Mon ami belge Pierre Verhas a publié récemment sur son blog un article intitulé “ Le blasphème est-il contraire aux Droits de l’Homme ? ”.
J’en cite le début :
« L’affaire commence en 2009 par un séminaire consacré à l’Islam organisé en Autriche par le Freedom Education Institute qui est le bureau d’études du FPO, le parti « libéral » autrichien, formation d’extrême-droite actuellement au pouvoir à Vienne. Lors d’une séance de ce séminaire, en novembre 2009, une des animatrices, Elisabeth Sabaditsch-Wolff, fonctionnaire d’ambassade ayant vécu au Proche Orient et ayant acquis une connaissance assez approfondie de l’Islam, déclara que le Prophète Mahomet était un « pédophile ». Elle se basait sur les hadiths – ces récits qui retracent des épisodes de la vie du Prophète – qui affirment que Mahomet avait épousé Aicha alors qu’elle avait six ans et que le mariage fut consommé à ses neuf ans.
Une journaliste de gauche qui avait réussi à s’infiltrer dans ce séminaire a rapporté les propos de Madame Sabaditsch-Wolff dans son journal. Cela déclencha un scandale ! Plusieurs personnes et associations et même l’Evêque de Vienne déposèrent plainte pour insulte à la religion musulmane. Et personne, même au sein des milieux d’extrême-droite, ne se leva pour la défendre. Les avocats du journal ont ensuite transmis les transcriptions des propos tenus au parquet de Vienne comme preuves qu'un discours de haine se tenait contre l'islam. »
Les plus hautes instances juridiques européennes viennent d’interdire toute critique du prophète Mahomet. Cela avait été fait auparavant, par exemple, au Canada, on encore en Espagne.
Á ma connaissance, aucune interdiction de la sorte ne concerne jusqu’à présent Moïse (qui n’a peut-être même pas existé) ou Jésus (qui en a vu d’autres).
Quant à moi, j’ai un problème sérieux : je vénérais ma grand-mère qui était quasiment une sainte à mes yeux. Je demande donc à ce que les instances européennes interdisent que l’on s’en prenne à mon aïeule chérie.
Ce qui nous gêne, nous Français, avec la décision de la Cour européenne des Droits de l’Homme, c’est que dans la France républicaine et laïque, la notion de blasphème n’existe pas dans les textes officiels. Il nous est donc imposé une législation contraire aux valeurs qui président aux destinées de notre nation depuis la Révolution française. Cette interdiction de critiquer les agissements et les idées d’un propagateur d’une religion née à 5 000 kilomètres de chez nous s’apparente, symboliquement mais pas seulement, aux méthodes de l’Inquisition et aux bûchers d’antan.
Afin de nourrir le débat, je propose un échange entre un lecteur du blog de Pierre Verhas n’ayant pas du tout apprécié son article, et la réponse de celui-ci.

> Entrées d'annotation par coordonnées:
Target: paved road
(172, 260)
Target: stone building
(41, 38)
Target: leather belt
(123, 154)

> Consigne: D'après le texte cité, en quelle année et dans quel pays s'est tenu le séminaire consacré à l'Islam ?

> Réponse proposée: En 2009, en Autriche.